## begin
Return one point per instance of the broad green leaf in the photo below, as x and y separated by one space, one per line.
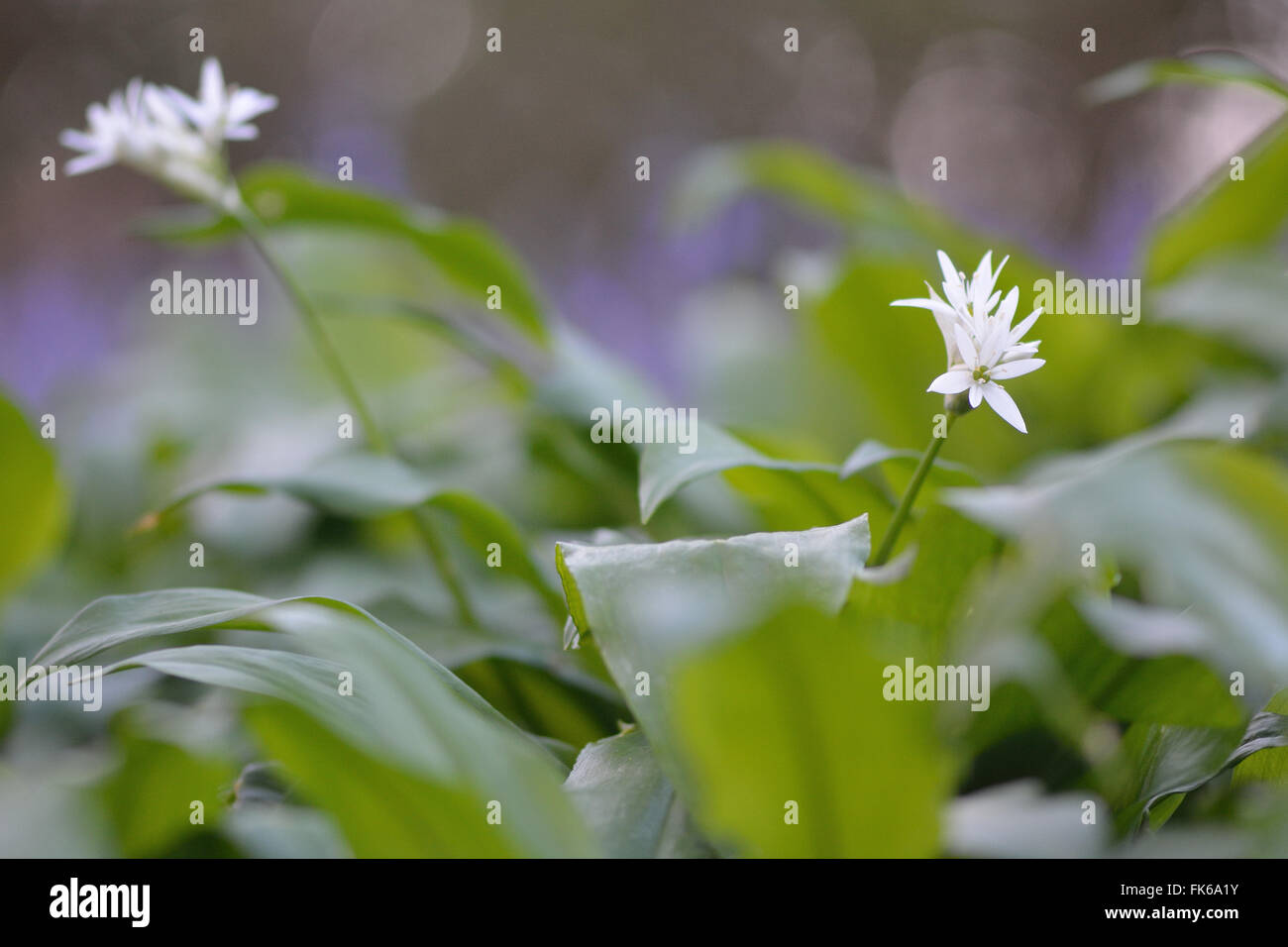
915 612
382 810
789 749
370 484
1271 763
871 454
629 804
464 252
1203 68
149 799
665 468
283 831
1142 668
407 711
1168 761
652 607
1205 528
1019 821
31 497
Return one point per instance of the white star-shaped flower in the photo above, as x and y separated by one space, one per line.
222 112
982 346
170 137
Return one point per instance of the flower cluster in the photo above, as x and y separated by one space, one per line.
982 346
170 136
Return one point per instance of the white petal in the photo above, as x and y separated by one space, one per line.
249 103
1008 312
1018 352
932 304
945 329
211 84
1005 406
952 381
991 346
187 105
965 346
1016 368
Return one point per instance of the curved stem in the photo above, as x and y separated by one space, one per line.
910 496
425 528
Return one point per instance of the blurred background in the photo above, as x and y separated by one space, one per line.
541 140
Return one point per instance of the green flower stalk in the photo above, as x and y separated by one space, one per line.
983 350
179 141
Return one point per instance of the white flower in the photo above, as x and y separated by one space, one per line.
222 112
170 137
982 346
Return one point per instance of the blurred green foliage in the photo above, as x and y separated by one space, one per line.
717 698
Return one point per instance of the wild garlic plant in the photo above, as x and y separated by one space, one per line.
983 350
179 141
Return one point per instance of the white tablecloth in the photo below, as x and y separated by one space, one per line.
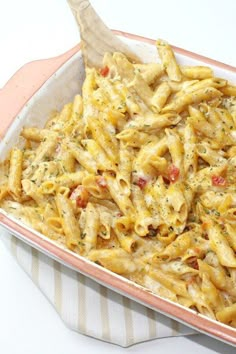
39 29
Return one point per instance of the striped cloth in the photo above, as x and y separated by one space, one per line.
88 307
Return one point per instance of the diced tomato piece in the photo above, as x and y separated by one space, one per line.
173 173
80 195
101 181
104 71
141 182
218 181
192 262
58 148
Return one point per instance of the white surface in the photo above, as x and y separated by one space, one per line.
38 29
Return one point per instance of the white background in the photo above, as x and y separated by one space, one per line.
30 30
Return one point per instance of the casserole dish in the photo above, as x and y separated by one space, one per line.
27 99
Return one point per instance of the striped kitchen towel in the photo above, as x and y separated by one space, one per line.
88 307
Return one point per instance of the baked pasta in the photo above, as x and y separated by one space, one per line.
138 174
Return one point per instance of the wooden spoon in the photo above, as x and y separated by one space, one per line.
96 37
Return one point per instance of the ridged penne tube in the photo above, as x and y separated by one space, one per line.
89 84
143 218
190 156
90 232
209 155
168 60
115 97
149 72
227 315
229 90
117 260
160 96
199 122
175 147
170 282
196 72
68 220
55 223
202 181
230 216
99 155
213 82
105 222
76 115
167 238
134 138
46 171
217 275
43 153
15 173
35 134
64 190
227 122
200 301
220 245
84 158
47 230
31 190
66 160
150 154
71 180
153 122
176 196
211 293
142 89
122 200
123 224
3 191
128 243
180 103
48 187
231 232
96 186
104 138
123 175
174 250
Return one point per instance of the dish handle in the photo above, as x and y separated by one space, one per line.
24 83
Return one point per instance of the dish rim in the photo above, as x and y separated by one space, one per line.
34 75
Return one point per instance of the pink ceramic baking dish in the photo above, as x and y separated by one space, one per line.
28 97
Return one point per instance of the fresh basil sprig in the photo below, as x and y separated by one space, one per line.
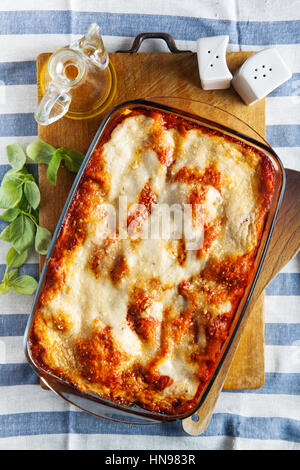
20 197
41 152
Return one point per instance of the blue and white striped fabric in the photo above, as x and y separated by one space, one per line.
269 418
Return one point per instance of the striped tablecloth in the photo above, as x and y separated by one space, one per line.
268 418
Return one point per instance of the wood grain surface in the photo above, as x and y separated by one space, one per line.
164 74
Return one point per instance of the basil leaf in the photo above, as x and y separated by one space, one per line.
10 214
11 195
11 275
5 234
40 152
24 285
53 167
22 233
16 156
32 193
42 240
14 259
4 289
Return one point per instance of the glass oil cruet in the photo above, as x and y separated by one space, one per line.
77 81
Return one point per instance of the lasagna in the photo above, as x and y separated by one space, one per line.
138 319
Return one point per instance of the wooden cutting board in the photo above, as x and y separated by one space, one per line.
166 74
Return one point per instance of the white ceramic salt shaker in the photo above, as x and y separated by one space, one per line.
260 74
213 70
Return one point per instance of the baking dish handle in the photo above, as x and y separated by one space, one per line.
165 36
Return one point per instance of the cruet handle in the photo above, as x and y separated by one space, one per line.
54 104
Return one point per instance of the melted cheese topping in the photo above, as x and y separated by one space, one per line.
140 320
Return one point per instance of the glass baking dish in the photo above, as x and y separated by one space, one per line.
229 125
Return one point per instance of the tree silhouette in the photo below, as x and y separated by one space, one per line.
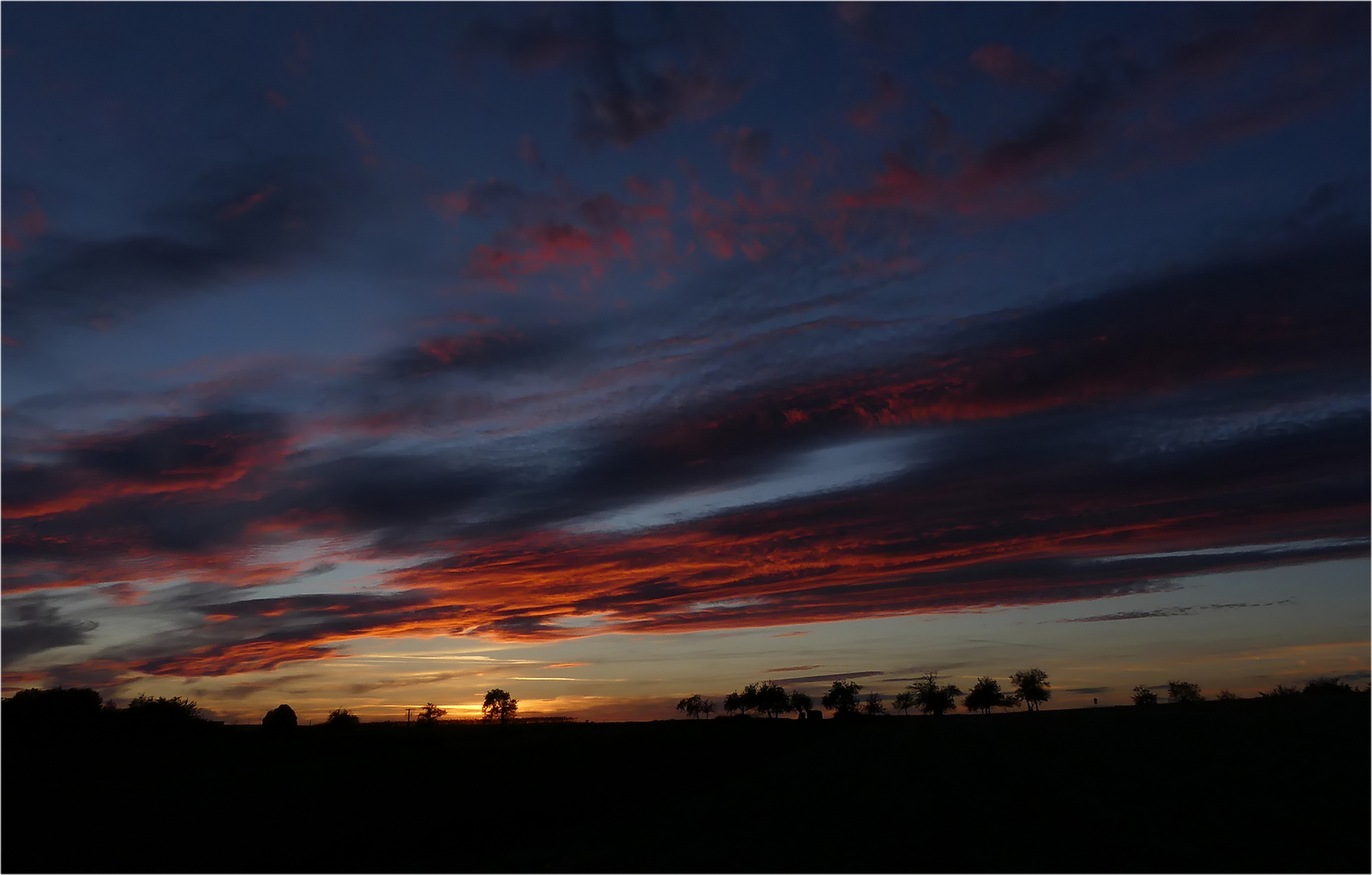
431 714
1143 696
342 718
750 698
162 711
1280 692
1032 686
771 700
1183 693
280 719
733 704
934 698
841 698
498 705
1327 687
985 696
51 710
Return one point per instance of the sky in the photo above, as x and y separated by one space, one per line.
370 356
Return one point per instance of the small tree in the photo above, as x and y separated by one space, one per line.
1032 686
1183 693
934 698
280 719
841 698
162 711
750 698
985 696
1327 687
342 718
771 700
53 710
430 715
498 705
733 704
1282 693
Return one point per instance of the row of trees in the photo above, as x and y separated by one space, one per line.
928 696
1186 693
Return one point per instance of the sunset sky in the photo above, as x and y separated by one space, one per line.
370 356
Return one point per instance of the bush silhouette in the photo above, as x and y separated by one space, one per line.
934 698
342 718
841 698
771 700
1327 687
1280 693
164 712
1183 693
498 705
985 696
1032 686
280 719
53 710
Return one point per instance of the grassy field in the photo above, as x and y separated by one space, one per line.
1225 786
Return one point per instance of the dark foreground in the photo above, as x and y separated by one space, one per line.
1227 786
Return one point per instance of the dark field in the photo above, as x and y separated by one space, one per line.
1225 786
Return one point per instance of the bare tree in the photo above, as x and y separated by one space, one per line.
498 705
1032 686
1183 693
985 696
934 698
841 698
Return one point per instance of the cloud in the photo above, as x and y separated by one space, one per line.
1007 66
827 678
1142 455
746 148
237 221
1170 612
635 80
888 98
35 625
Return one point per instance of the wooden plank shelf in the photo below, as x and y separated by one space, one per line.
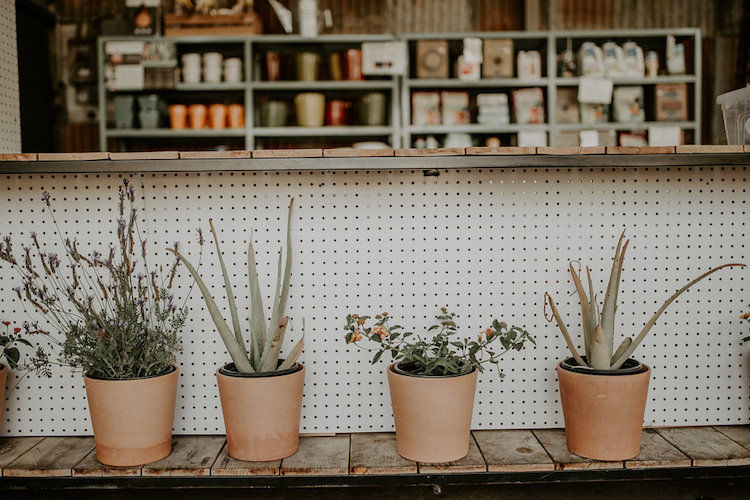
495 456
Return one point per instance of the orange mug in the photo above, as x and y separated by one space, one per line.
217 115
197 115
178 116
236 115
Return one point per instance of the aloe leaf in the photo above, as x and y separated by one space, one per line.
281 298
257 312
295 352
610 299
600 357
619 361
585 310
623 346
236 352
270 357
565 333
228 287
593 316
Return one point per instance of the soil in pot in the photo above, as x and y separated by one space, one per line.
## end
→ **Exercise goal**
Keep the pictures out of the copy and return the rest of the data above exactly.

→ **Solution to this exercise**
Return one point per instance of the broad green leaf in the photo below, as x and y separated by one space, one per line.
915 612
382 810
789 749
370 484
1271 763
871 454
629 804
464 252
1203 68
149 799
665 468
283 831
1142 668
407 711
1168 761
652 607
1205 528
1019 821
31 497
Return one point per instance of the white star-shaped flower in the photo above, as x and y separated by one space, one per line.
222 112
982 346
170 137
Return one point per instance of the flower cluster in the photo above, as x and y separated by one space, one per line.
982 346
170 136
Return one point per instance of the white petal in the photo above, as x and y separated by one space, one per line.
249 103
1008 312
1018 352
932 304
945 329
211 84
1005 406
952 381
991 346
187 105
965 346
1016 368
Return one point per instance of the curved stem in the photo above, as x and y separated by one space, one per line.
910 496
425 528
Return one point per instance of the blurred background in the photo above, as x and y separated by one space, one per line.
541 140
Return one point per instance of the green flower stalk in the photo above, as x and y separated by one space, one per line.
983 350
179 141
Return one point per instance of the white flower in the photo above, as x and y separated by one space, one per line.
222 112
170 137
982 346
Return one point per instance of the blurred green foliage in the photo above, as x and y separated by one space, one per line.
717 698
Return one point per instance of the wild garlic plant in the photo above, as x and y separated by one space, one per line.
983 350
179 141
Return one point per instance of the white tablecloth in the photo below, as x and y separated by one space, one per line.
39 29
Return one point per instance of the striped cloth in the photo above, as x and y separated by one space, one per line.
88 307
Return one point per instance of the diced tomato piece in the photo above, as x and y separated by one space, one per line.
173 173
80 195
101 181
104 71
141 182
218 181
192 262
58 148
Return one point per instance of the white surface in the photo above, as x and y separated by one space, one per line.
38 29
Return one point per instance of the white background in the photo above, as x and y separated by one space, one per line.
30 30
Return one point per instance of the casserole dish in the photo above, as x and y separated by one space, one per line.
27 99
Return one point per instance of the striped kitchen towel in the photo above, as x and y separated by one space, one per line.
88 307
Return one point per instance of the baked pasta in the photo above, as x and y separated by one space, one per line.
138 174
Return one point per instance of the wooden spoon in the photo above, as x and y separated by one space, one per line.
96 37
Return one point per instance of the ridged penne tube in the photo above, as x and y separated by one space, one per line.
89 84
143 218
190 156
90 232
209 155
168 60
115 97
149 72
227 315
229 90
117 260
160 96
199 122
175 147
170 282
196 72
68 220
55 223
202 181
230 216
99 155
213 82
105 222
76 115
167 238
134 138
46 171
217 275
43 153
15 173
35 134
64 190
227 122
200 301
220 245
84 158
47 230
31 190
66 160
150 154
71 180
153 122
176 196
211 293
142 89
122 200
123 224
3 191
128 243
180 103
48 187
231 232
96 186
104 138
123 175
174 250
Return one point per instance of the dish handle in the photo above, as x and y separated by one space, one per line.
24 83
Return one point per instance of the dish rim in the photo above, as x and y separated by one space, one per line.
34 75
Return one point per instance of the pink ceramic baking dish in the photo above, as x and y separated by one space, one per line.
28 97
Return one point per instance of the fresh basil sprig in the photo below, as x and y separated by one space, one per line.
20 197
41 152
Return one point per instance of the blue and white striped fabric in the photo above, as x and y separated by one space, one per line.
269 418
Return one point per instance of the striped tablecloth in the photo above, as x and y separated by one space, one per line.
268 418
Return one point per instance of the wood grain surface in the photo above, as x and y separated by one space, one per line.
164 74
Return one point per instance of the basil leaf in the photo above, as x and y separated by one space, one per line.
10 214
11 195
11 275
5 234
40 152
24 285
53 167
22 233
16 156
32 193
42 240
14 259
4 289
Return one point per instance of the glass oil cruet in the photo above, as x and y separated by one space, one per line.
77 81
Return one point per instance of the lasagna in the photo above, as x and y separated by one space, one per line.
138 319
Return one point per instance of the wooden cutting board in the photo above, as x and y separated by one space, one per line.
166 74
Return one point per instance of the white ceramic salt shaker in the photo above, as x and y separated by one space, one per line.
260 74
213 70
Return one point per instance of the baking dish handle in the photo above, as x and y separated by one space, one per line.
165 36
Return one point per instance of the cruet handle in the photo above, as x and y separated by one space, one per line.
54 104
Return one point per instance of the melted cheese topping in the photo above, as x and y separated by one space, one per line.
140 320
Return one point per instance of the glass baking dish in the photo above, as x and y separated by one space, one per line.
229 125
Return one point per instance of the tree silhouette in the photo below, as x and y separated by one space, one per line.
431 714
1143 696
342 718
750 698
162 711
1280 692
1032 686
771 700
1183 693
280 719
733 704
934 698
841 698
498 705
1327 687
985 696
51 710
Return one point per instance of the sky in the photo above, as x and y separated by one space, one per line.
370 356
Return one point per instance of the small tree in the photo above, as x and y separated by one space, one per line.
1032 686
1183 693
934 698
280 719
841 698
162 711
750 698
985 696
1327 687
342 718
771 700
53 710
430 715
498 705
733 704
1282 693
Return one point per instance of the row of trees in the photo above, as x and y separated by one space, one per line.
928 696
1186 693
Return one point per instance of the sunset sky in the photo above, as x and y separated by one space, one per line.
370 356
Return one point per instance of the bush silhouette in the photo above, as x and y separated by one space, one per line.
934 698
342 718
841 698
771 700
1327 687
1280 693
164 712
1183 693
498 705
985 696
1032 686
280 719
53 710
Return one point per instance of the grassy field in the photo above, as x and y separated by one space, one per line.
1225 786
Return one point per instance of the dark foreground in the photo above, as x and y separated by one space, one per line.
1227 786
Return one point per instance of the dark field in the photo above, as x and y separated by one space, one per line.
1225 786
Return one point per instance of the bare tree in the photo above, as x and y separated by one space, one per line.
498 705
1032 686
1183 693
985 696
934 698
841 698
Return one point per instance of the cloud in the photo above, as x and y separated by one space, one per line.
1007 66
827 678
1142 455
746 148
237 221
1170 612
635 80
888 98
35 625
Return one point per instance of the wooden plank shelf in the photo below, as x and y separated by one space, one per line.
495 456
Return one point per instance of the orange mug in the photo above, as x and y separated by one space, one per line.
217 115
197 115
178 116
236 115
Return one point per instance of the aloe leaf in the photo above, as x and y separated by one space, one per line.
281 298
257 312
295 352
610 299
600 357
619 361
585 310
623 346
236 352
270 357
565 333
228 287
593 316
Return one point per instance of the soil in pot in the photo above, as x and y separated by one space, one per line.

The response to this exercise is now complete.